▸ **Description of the task**
Write out each of the following lines word for word, without changing anything.

=-=-=-=-=

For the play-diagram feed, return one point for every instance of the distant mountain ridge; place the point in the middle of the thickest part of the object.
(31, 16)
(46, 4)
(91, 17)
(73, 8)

=-=-=-=-=

▸ **Result of the exercise**
For the play-diagram feed, return one point for every instance of the distant mountain ridge; place the point in the middle of the thickest part of the object.
(31, 16)
(46, 4)
(91, 17)
(73, 8)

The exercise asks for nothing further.